# Fragmento del texto
Por lo que dicen las encuestas, el Brexit ha sido impulsado por una gran coalición de paletos de pueblo con nostalgias del imperio, junto con supuestos o reales damnificados por la globalización con el sentimiento siempre presente de haber sido expulsados por las bravas de una especie de festín universal en que todo el mundo disfruta de las riquezas excepto ellos, además de un amplio grupo de ciudadanos atemorizados por ver sus calles invadidas por gentes de acento extranjero y jerga incomprensible y finalmente un grupo pequeño pero muy influyente de políticos oportunistas que vio en el referéndum una ocasión inmejorable para escalar peldaños en su propia conquista del poder.

# Líneas guardadas
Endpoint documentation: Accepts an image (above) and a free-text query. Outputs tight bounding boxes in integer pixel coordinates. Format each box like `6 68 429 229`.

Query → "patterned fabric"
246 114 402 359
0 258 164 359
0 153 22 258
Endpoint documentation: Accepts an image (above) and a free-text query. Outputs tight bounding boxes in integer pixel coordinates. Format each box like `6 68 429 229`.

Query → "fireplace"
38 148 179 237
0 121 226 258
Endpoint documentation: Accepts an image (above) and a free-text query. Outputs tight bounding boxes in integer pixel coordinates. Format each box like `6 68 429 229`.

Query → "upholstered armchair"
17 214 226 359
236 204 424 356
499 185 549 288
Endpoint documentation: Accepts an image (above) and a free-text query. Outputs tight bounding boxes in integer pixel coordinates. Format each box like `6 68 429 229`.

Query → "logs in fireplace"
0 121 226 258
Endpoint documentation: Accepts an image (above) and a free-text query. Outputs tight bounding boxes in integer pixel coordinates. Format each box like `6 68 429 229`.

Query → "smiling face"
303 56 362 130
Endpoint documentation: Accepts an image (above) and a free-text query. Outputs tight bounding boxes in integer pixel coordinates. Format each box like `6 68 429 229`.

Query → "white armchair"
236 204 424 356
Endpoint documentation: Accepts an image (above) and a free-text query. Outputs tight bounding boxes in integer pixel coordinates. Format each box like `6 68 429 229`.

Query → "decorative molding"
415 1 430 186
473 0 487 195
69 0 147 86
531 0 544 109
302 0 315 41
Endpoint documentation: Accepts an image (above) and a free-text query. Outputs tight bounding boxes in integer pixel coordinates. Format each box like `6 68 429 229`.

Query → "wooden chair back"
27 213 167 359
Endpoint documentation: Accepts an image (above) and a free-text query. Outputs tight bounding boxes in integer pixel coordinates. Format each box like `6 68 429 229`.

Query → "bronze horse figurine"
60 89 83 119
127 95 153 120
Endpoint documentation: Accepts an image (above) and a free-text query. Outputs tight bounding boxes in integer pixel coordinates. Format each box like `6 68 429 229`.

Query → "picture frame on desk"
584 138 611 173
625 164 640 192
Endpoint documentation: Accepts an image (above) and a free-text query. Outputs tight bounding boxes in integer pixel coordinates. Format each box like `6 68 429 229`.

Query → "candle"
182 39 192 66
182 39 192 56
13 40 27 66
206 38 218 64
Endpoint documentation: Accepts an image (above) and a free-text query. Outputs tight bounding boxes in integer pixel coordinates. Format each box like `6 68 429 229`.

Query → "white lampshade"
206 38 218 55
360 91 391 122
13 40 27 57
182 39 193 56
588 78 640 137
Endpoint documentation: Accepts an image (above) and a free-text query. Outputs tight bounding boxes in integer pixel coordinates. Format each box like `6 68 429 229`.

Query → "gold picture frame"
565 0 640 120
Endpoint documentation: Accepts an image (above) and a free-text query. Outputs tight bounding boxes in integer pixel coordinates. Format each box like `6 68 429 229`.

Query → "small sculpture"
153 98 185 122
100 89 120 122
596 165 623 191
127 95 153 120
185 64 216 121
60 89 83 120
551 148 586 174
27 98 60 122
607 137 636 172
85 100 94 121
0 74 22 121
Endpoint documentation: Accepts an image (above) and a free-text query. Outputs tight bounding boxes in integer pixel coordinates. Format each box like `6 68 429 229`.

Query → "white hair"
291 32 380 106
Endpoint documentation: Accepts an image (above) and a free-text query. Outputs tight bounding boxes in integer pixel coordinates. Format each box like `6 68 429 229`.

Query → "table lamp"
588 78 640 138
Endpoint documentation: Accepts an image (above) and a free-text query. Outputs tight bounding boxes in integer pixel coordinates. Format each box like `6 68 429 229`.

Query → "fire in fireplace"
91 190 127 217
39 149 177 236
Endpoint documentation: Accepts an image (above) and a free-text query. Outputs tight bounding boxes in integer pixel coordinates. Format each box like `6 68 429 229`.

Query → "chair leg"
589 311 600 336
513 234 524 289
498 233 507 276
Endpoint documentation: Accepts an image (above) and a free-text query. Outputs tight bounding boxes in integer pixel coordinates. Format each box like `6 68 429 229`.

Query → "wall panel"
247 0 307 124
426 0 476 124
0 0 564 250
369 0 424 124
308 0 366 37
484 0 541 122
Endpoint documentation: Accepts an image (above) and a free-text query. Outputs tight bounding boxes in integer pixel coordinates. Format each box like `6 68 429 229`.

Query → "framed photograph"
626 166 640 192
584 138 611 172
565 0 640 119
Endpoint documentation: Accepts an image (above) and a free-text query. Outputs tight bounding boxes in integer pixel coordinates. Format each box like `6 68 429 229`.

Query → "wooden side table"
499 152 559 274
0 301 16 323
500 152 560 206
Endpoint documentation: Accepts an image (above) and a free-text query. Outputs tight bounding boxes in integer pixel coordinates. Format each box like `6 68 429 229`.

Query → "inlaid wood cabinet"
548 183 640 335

# Completa lo siguiente
A – Traduce al inglés esta oración del texto sobre el Brexit: "Por lo que dicen las encuestas, el Brexit ha sido impulsado por una gran coalición de paletos de pueblo con nostalgias del imperio, junto con supuestos o reales damnificados por la globalización con el sentimiento siempre presente de haber sido expulsados por las bravas de una especie de festín universal en que todo el mundo disfruta de las riquezas excepto ellos, además de un amplio grupo de ciudadanos atemorizados por ver sus calles invadidas por gentes de acento extranjero y jerga incomprensible y finalmente un grupo pequeño pero muy influyente de políticos oportunistas que vio en el referéndum una ocasión inmejorable para escalar peldaños en su propia conquista del poder".
B – Sigue escribiendo el texto sobre el Brexit a partir de su última oración.

# Respuestas del ejercicio
A – According to the polls, Brexit has been driven by a great coalition of small-town yokels nostalgic for the empire, together with supposed or real casualties of globalization, with the ever-present feeling of having been forcibly thrown out of a kind of universal feast in which everyone enjoys the riches except them, plus a broad group of citizens frightened at seeing their streets overrun by people with foreign accents and incomprehensible slang, and finally a small but very influential group of opportunistic politicians who saw in the referendum an unbeatable chance to climb rungs in their own conquest of power.

B –
Y cuando empiezan a hacerse realidad las peores consecuencias con las que amenazaban esos despreciados expertos, a los que se puso sorprendentemente en la picota durante la campaña, nadie se baja del burro porque antes de reconocer un error, la gente se cortaría las venas. Sin embargo, entre tantas consecuencias negativas, las peores tienen que ver sin duda con la propia desagregación del territorio de la mal llamada Gran Bretaña.

Y es que los nacionalistas escoceses, como buenos nacionalistas que son, no perderán la más mínima oportunidad para avanzar en su agenda secesionista. Porque, como diría el escorpión de la fábula, esa es su naturaleza. A ello se unirá otro probable desgajamiento en el caso de Irlanda del Norte, terrible por lo que supone de regresión a tiempos pasados de enfrentamiento y violencia entre unionistas y republicanos, católicos y protestantes. Y es que cuando se abre la caja de pandora de los referéndum, las fuerzas desatadas de la división se llevan por delante cualquier atisbo de tolerancia y sentido común.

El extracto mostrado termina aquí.